------ TEXT SEGMENT
Feinstein has also lined up with more California Republicans than Democrats on some key water issues, including teaming with House Republican leader Kevin McCarthy of Bakersfield on extending a controversial water law that environmental advocates say would threaten key river ecosystems. Its supporters say the extension is necessary for drought preparedness.

The five-term senator faced an unexpectedly strong challenge to her re-election last year from the left in former state Sen. Kevin de León, who earned nearly 46 percent of the vote in the November election. The California Democratic Party even endorsed de León, who won 65 percent of ballots from the party's progressive-trending executive board.

Harris, 54, spent her first two years in the Senate establishing progressive bona fides ahead of her 2020 presidential campaign. Where Feinstein has shunned the Green New Deal resolution, Harris has endorsed it. She was one of only three Senate Democrats who voted against an immigration compromise that would have funded President Trump's border wall and made cuts to legal immigration in exchange for protecting young undocumented immigrants from deportation, a deal Feinstein supported.

Harris walked out of Kavanaugh's committee confirmation vote in protest — as the committee ranking Democratic member, Feinstein stayed behind — and has pledged to vote against every Trump appellate court nominee. Feinstein has made no such promise, though she has opposed most of his nominees nonetheless. Through their offices, both senators declined to comment for this story.

The pair often vote the same way — 87 percent of the time, according to a vote-tracking project from Pro Publica.

But the difference in style is nevertheless substantive, as the Democratic Party similarly is facing a moment of reckoning on which direction it should take.
------------
------ EXTRACTED ENTRIES
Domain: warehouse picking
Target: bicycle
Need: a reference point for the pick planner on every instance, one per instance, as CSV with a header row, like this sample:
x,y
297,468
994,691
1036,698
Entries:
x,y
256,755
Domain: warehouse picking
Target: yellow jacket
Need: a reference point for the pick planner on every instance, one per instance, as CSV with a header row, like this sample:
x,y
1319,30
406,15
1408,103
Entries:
------------
------ EXTRACTED ENTRIES
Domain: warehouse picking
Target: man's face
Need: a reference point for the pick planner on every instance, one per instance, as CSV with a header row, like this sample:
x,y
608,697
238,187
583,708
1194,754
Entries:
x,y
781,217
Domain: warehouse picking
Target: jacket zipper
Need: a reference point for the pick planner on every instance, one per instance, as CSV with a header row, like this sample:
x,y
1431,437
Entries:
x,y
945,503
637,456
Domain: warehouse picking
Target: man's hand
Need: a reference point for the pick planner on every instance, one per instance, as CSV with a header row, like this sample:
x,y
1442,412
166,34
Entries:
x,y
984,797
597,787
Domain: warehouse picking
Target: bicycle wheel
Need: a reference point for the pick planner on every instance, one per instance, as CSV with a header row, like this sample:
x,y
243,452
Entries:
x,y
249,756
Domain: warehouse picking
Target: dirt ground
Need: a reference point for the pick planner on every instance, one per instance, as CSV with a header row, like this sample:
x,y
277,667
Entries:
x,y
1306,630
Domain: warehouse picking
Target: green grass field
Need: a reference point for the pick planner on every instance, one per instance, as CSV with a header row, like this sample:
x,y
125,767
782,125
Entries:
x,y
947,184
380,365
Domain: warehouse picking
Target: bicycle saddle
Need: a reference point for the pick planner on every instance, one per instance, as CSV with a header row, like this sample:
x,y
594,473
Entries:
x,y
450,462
------------
*WHAT IS ASKED*.
**A.** Please answer these questions about the passage on Feinstein and Harris, one answer per line:
(i) What share of the vote did Kevin de León earn in the November election?
(ii) According to the Pro Publica project, how often do the two senators vote the same way?
(iii) How old is Harris?
**B.** Count the lines of the entries that contain the string "bicycle", matching case exactly, and give only the number.

*EXPECTED RESPONSES*.
**A.**
(i) Nearly 46 percent
(ii) 87 percent of the time
(iii) 54

**B.** 3